EXERCISE TASK » Can you rename "top-left corner" to "upper-left corner" throughout the listing below and give it back otherwise unchanged?

Segmentation labeling items:
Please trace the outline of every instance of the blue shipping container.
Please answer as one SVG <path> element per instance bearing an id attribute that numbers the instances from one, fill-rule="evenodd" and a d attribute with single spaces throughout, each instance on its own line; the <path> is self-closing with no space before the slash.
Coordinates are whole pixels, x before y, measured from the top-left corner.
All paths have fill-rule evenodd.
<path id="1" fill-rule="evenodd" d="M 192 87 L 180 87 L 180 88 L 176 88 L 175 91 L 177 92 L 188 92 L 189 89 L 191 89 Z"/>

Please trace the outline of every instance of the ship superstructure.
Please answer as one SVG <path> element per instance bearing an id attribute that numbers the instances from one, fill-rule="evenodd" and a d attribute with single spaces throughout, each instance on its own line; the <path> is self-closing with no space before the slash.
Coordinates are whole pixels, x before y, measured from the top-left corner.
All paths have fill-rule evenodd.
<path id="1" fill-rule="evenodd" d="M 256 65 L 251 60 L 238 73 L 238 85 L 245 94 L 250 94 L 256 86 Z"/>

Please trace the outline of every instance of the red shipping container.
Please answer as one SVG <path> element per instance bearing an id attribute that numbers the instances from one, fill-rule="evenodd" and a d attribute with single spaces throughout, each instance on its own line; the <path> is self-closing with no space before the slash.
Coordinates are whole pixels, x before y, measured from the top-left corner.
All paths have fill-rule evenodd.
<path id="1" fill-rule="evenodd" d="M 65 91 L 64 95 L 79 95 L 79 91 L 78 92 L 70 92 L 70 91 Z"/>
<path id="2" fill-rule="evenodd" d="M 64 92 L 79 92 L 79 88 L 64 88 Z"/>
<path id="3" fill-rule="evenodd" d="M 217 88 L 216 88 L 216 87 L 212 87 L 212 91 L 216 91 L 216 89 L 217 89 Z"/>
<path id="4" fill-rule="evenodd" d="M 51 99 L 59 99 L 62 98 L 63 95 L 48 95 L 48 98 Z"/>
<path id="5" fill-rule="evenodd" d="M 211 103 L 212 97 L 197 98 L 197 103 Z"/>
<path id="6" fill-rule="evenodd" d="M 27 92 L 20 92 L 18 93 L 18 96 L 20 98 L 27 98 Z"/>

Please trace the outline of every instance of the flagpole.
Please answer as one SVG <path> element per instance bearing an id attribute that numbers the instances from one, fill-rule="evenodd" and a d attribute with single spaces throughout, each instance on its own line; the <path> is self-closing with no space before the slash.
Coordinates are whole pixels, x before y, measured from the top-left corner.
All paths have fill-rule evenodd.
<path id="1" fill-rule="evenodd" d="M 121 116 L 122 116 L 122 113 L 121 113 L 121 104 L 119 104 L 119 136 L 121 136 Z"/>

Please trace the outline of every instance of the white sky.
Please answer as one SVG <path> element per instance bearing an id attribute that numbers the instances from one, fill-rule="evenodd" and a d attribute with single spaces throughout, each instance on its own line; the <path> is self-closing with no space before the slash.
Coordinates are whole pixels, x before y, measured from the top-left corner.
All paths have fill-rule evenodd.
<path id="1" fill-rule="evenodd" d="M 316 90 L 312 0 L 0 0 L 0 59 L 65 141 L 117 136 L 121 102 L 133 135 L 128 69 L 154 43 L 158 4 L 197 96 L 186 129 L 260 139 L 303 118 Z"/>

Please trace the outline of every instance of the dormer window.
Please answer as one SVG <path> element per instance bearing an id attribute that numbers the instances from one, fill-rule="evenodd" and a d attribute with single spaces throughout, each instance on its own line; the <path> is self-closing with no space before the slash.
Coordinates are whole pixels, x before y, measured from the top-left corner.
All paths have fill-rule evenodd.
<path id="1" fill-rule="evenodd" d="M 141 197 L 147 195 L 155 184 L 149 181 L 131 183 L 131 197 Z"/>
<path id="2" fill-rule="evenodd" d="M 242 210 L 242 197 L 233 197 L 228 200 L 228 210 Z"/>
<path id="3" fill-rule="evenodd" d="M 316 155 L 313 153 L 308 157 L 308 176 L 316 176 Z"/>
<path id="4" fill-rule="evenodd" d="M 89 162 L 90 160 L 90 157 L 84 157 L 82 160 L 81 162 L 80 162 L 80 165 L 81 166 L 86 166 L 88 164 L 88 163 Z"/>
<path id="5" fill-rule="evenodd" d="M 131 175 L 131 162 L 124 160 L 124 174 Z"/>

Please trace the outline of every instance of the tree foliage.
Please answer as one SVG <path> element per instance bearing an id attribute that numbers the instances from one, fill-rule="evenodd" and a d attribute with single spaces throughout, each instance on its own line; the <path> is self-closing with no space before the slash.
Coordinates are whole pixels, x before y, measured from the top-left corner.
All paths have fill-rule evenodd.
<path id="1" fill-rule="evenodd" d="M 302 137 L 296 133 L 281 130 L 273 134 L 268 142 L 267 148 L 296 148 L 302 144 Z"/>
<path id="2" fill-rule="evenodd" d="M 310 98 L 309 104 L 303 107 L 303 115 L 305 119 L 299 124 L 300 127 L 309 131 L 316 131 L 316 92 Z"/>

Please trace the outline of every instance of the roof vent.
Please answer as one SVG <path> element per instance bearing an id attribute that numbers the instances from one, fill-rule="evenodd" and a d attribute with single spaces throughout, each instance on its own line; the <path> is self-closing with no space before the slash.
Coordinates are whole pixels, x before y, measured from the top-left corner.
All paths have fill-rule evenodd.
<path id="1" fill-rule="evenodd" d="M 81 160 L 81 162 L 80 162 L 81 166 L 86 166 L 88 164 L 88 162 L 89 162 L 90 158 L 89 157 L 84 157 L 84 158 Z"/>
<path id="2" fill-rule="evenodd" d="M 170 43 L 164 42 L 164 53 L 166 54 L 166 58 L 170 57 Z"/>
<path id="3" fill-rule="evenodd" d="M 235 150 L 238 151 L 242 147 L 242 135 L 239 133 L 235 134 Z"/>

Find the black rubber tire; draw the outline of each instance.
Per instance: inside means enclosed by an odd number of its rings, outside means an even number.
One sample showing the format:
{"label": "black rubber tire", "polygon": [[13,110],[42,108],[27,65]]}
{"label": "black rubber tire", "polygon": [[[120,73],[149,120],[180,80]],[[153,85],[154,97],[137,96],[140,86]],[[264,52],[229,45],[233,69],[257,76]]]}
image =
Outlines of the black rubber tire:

RESPONSE TO THIS EXERCISE »
Please trace the outline of every instance of the blue shipping container.
Please answer as one SVG <path> element per instance bearing an id attribute that numbers the instances from one, fill-rule="evenodd" and a d attribute with single spaces throughout, each instance on its own line; the <path> is self-closing with no space before the slash.
Coordinates are whole pixels, x before y, measured from the upper-left corner.
All paths have fill-rule evenodd.
<path id="1" fill-rule="evenodd" d="M 192 87 L 180 87 L 180 88 L 176 88 L 175 91 L 177 92 L 188 92 L 189 89 L 191 89 Z"/>

Please trace the outline of every instance of the ship superstructure.
Please answer as one SVG <path> element per instance bearing an id attribute that numbers the instances from one, fill-rule="evenodd" and a d attribute with single spaces throughout, each instance on its own line; the <path> is self-closing with no space before the slash.
Coordinates are whole pixels, x before y, measured from the upper-left corner.
All paths have fill-rule evenodd.
<path id="1" fill-rule="evenodd" d="M 256 65 L 251 60 L 238 73 L 238 85 L 245 94 L 250 94 L 256 86 Z"/>

Please trace the outline of every instance of the red shipping container.
Please answer as one SVG <path> element per instance bearing an id attribute that numbers the instances from one, fill-rule="evenodd" and a d attribute with single spaces throughout, each instance on its own line; the <path> is self-closing with no space before the slash.
Coordinates are whole pixels, x before y, measured from the upper-left corner.
All paths have fill-rule evenodd.
<path id="1" fill-rule="evenodd" d="M 65 91 L 64 95 L 79 95 L 79 91 L 78 92 L 70 92 L 70 91 Z"/>
<path id="2" fill-rule="evenodd" d="M 64 92 L 79 92 L 79 88 L 64 88 Z"/>
<path id="3" fill-rule="evenodd" d="M 217 88 L 216 88 L 216 87 L 212 87 L 212 91 L 216 91 L 216 89 L 217 89 Z"/>
<path id="4" fill-rule="evenodd" d="M 51 99 L 59 99 L 62 98 L 63 95 L 48 95 L 48 98 Z"/>
<path id="5" fill-rule="evenodd" d="M 211 103 L 212 97 L 197 98 L 197 103 Z"/>
<path id="6" fill-rule="evenodd" d="M 27 92 L 20 92 L 18 93 L 18 96 L 20 98 L 27 98 Z"/>

Please trace the outline of every instance of the flagpole.
Please answer as one SVG <path> element per instance bearing an id attribute that numbers the instances from one, fill-rule="evenodd" and a d attribute with single spaces throughout, each instance on its own line; the <path> is self-closing with no space before the slash.
Coordinates are whole pixels, x before y, measured from the upper-left corner.
All paths have fill-rule evenodd.
<path id="1" fill-rule="evenodd" d="M 121 116 L 122 116 L 122 113 L 121 113 L 121 104 L 119 104 L 119 136 L 121 136 Z"/>

Please trace the outline of every instance of the white sky.
Please answer as one SVG <path> element per instance bearing an id attribute that numbers the instances from one, fill-rule="evenodd" and a d attribute with single spaces throughout, each instance on its own line; the <path> is self-closing with no space before the slash.
Coordinates are whole pixels, x before y, measured from the upper-left corner.
All paths have fill-rule evenodd.
<path id="1" fill-rule="evenodd" d="M 316 90 L 312 0 L 0 0 L 0 59 L 65 141 L 117 136 L 121 102 L 133 135 L 128 69 L 154 43 L 158 4 L 197 96 L 186 129 L 260 139 L 303 118 Z"/>

Please trace the outline of every instance of the dormer window.
Please answer as one SVG <path> element per instance bearing an id attribute that numbers the instances from one, fill-rule="evenodd" and a d attribute with single spaces throughout, each instance on its own line; the <path> is self-closing with no space before the slash.
Coordinates are whole pixels, x before y, measured from the upper-left corner.
All paths have fill-rule evenodd.
<path id="1" fill-rule="evenodd" d="M 141 197 L 147 195 L 155 184 L 149 181 L 131 183 L 131 197 Z"/>
<path id="2" fill-rule="evenodd" d="M 242 210 L 242 197 L 233 197 L 228 200 L 228 210 Z"/>
<path id="3" fill-rule="evenodd" d="M 316 155 L 313 153 L 308 157 L 308 176 L 316 176 Z"/>
<path id="4" fill-rule="evenodd" d="M 89 162 L 90 160 L 90 157 L 84 157 L 82 160 L 81 162 L 80 162 L 80 165 L 81 166 L 86 166 L 88 164 L 88 163 Z"/>
<path id="5" fill-rule="evenodd" d="M 131 175 L 131 162 L 124 160 L 124 174 Z"/>

Please trace the outline of every instance of the tree foliage.
Please answer as one SVG <path> element per instance bearing an id attribute that numbers the instances from one, fill-rule="evenodd" and a d attribute with single spaces throughout, each instance on its own line; the <path> is self-closing with no space before the slash.
Coordinates are whole pixels, x before y, measured from the upper-left corner.
All paths have fill-rule evenodd.
<path id="1" fill-rule="evenodd" d="M 302 137 L 296 133 L 281 130 L 273 134 L 268 142 L 267 148 L 296 148 L 302 144 Z"/>
<path id="2" fill-rule="evenodd" d="M 310 98 L 309 104 L 303 107 L 303 115 L 305 119 L 299 124 L 300 127 L 309 131 L 316 131 L 316 92 Z"/>

Please trace the outline of every instance of the roof vent.
Please answer as one SVG <path> element per instance bearing an id attribute that numbers the instances from one, fill-rule="evenodd" and a d attribute with single spaces throughout, each instance on its own line; the <path> is self-closing with no space before the slash.
Coordinates are whole pixels, x before y, measured from the upper-left corner.
All paths have fill-rule evenodd.
<path id="1" fill-rule="evenodd" d="M 81 160 L 81 162 L 80 162 L 81 166 L 86 166 L 88 164 L 88 162 L 89 162 L 90 158 L 89 157 L 84 157 L 84 158 Z"/>
<path id="2" fill-rule="evenodd" d="M 170 43 L 164 42 L 164 53 L 166 54 L 166 58 L 170 57 Z"/>
<path id="3" fill-rule="evenodd" d="M 235 150 L 238 151 L 242 147 L 242 135 L 239 133 L 235 134 Z"/>

Find the black rubber tire; draw the outline of each instance.
Per instance: inside means enclosed by an odd number of its rings, outside means an even number.
One sample showing the format:
{"label": "black rubber tire", "polygon": [[13,110],[42,108],[27,65]]}
{"label": "black rubber tire", "polygon": [[[120,73],[149,120],[180,80]],[[153,85],[154,97],[137,96],[140,86]],[[264,52],[229,45],[233,69],[257,76]]]}
image =
Outlines of the black rubber tire:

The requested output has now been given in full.